» YOUR GOAL: Turn the lines from the very first one through the line with "[[148, 15, 155, 30]]" into a numbered list, leaving out any blank lines.

» DATASET RECORDS:

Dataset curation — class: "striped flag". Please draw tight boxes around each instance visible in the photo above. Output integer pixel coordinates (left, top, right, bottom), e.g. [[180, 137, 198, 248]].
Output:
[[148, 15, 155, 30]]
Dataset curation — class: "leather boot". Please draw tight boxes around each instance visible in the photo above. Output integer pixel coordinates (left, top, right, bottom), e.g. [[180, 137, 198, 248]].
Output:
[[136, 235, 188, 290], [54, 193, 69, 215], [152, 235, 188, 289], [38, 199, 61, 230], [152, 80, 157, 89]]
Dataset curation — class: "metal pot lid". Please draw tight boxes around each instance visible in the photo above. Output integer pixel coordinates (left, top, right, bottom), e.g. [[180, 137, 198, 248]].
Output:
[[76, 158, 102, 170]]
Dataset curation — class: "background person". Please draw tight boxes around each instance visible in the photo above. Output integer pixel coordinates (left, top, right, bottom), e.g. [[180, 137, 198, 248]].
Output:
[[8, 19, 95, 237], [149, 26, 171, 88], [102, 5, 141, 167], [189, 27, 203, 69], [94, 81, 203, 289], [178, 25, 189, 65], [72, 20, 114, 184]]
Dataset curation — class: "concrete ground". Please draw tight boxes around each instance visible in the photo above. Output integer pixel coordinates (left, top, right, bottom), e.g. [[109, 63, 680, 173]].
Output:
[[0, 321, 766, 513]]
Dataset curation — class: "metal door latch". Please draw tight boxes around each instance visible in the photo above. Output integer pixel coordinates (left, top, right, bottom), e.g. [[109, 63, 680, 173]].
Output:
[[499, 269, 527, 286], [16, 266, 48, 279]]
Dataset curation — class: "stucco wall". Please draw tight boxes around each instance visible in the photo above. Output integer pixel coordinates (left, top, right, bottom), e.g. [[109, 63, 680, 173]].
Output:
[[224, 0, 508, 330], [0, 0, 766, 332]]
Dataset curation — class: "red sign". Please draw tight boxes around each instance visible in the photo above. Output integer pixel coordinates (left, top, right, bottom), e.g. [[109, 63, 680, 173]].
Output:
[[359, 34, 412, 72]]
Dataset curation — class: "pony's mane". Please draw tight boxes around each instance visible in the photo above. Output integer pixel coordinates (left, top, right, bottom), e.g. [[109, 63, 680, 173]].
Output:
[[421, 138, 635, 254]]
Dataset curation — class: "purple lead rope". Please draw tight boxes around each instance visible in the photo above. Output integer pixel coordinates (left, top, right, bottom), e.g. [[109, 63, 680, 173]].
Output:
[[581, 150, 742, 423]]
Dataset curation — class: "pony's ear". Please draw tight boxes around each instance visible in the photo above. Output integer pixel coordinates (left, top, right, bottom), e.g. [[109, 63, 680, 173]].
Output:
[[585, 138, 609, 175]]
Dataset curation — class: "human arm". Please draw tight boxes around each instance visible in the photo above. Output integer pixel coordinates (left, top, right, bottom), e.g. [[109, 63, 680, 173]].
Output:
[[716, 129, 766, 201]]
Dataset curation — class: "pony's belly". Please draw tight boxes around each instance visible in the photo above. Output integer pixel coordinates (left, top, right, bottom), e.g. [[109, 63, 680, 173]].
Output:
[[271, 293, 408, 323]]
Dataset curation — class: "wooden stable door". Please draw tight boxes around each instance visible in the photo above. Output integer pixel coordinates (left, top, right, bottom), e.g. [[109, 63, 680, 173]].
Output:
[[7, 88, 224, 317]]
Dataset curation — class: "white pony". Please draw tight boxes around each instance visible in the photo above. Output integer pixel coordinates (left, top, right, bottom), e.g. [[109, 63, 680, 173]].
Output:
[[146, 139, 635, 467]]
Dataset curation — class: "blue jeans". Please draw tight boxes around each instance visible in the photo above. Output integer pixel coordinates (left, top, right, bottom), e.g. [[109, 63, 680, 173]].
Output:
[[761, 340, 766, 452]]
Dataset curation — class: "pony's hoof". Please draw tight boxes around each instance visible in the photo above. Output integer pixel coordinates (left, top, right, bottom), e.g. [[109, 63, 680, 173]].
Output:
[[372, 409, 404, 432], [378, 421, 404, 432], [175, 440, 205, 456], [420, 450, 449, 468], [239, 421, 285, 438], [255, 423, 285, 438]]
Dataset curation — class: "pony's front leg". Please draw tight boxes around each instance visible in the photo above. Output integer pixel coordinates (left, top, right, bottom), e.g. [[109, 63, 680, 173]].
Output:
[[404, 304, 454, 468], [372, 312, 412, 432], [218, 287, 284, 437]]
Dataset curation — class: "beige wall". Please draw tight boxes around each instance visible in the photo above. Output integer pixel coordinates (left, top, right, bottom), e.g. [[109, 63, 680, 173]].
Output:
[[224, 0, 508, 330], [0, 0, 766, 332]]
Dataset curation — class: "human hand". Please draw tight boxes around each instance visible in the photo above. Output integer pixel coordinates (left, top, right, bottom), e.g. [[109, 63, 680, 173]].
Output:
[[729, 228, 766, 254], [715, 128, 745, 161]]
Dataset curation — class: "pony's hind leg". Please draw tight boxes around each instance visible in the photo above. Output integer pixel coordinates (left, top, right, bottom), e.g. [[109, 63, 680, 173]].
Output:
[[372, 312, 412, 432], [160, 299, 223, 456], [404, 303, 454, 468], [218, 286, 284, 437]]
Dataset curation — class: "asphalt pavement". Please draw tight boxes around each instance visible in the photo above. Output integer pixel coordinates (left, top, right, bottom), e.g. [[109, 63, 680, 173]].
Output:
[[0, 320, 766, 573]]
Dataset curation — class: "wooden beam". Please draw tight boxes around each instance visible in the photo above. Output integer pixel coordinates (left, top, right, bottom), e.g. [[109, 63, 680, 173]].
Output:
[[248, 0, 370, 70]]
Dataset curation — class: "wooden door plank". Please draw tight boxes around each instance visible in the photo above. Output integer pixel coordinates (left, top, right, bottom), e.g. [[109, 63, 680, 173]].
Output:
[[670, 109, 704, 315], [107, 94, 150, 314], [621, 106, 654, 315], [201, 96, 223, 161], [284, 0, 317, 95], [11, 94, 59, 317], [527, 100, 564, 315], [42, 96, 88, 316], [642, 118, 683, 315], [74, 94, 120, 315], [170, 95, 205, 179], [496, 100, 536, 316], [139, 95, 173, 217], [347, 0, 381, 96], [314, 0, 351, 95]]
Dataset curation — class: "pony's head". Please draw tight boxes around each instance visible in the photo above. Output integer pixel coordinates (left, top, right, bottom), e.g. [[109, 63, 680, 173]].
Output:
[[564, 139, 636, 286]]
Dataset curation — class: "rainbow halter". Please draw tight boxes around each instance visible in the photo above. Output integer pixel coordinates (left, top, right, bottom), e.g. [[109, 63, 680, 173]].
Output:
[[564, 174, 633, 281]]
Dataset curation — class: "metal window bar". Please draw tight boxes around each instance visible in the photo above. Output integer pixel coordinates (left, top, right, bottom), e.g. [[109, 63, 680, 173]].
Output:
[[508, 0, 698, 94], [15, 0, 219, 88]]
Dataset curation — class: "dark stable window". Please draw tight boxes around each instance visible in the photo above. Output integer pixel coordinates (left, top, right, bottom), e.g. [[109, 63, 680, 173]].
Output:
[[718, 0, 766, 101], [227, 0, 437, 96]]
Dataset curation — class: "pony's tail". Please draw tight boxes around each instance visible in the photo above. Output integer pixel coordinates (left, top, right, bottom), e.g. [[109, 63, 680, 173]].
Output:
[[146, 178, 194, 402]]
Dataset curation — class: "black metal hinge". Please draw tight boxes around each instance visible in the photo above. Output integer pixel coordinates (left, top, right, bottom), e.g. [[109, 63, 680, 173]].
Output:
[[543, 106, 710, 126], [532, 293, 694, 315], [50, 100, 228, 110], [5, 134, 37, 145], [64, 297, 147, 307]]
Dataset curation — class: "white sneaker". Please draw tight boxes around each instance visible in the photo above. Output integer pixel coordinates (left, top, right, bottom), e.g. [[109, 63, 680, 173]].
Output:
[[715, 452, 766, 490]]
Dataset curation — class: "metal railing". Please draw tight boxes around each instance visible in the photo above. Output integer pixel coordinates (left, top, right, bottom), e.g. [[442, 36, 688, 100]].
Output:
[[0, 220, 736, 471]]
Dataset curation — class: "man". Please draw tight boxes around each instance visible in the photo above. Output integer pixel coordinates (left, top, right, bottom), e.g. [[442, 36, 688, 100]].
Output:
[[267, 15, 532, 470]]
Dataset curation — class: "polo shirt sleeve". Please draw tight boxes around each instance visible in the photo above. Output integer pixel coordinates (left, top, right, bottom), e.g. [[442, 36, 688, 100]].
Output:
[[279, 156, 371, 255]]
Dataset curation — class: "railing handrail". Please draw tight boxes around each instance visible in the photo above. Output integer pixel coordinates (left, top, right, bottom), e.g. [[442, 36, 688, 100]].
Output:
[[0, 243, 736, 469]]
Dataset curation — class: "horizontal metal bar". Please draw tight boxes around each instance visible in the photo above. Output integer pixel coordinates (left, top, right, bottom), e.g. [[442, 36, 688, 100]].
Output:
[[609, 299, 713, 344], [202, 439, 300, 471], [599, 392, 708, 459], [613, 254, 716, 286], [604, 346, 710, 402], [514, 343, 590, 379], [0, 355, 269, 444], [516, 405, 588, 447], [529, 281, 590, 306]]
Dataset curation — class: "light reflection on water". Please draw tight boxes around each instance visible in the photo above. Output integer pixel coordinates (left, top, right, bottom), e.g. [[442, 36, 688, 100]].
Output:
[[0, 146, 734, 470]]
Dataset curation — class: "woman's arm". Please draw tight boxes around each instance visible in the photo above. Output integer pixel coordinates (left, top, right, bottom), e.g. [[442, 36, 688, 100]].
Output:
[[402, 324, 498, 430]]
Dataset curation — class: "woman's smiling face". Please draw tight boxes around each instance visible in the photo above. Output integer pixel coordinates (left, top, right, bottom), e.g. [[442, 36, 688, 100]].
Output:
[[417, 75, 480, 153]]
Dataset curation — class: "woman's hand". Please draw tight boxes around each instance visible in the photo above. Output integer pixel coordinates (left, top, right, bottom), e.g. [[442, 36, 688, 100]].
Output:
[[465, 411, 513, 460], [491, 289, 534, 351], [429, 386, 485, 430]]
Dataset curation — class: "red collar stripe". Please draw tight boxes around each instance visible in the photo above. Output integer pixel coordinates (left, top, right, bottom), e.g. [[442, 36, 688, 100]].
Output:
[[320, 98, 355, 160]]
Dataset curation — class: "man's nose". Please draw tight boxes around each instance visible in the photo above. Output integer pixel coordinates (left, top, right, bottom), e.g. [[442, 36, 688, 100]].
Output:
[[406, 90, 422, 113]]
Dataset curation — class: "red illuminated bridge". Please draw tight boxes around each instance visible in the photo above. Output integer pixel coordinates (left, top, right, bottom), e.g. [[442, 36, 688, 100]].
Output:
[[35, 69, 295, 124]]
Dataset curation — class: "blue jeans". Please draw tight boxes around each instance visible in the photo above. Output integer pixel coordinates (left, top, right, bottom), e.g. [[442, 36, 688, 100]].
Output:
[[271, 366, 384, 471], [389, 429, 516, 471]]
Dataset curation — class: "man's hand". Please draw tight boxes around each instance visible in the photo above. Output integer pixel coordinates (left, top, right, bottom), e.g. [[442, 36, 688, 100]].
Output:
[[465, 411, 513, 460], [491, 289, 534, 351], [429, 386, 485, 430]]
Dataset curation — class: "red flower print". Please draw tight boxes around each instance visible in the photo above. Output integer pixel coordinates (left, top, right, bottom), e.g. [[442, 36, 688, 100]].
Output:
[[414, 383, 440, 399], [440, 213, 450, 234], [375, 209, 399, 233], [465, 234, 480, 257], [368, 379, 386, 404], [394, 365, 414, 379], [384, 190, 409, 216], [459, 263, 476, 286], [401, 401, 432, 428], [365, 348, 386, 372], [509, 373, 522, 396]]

» FINAL RESULT:
1. Dataset curation — class: "striped flag". Please draw tight boxes around each instance visible in the photo above. Output integer pixel coordinates (left, top, right, bottom), e.g. [[180, 137, 198, 248]].
2. Output:
3. [[148, 15, 155, 30]]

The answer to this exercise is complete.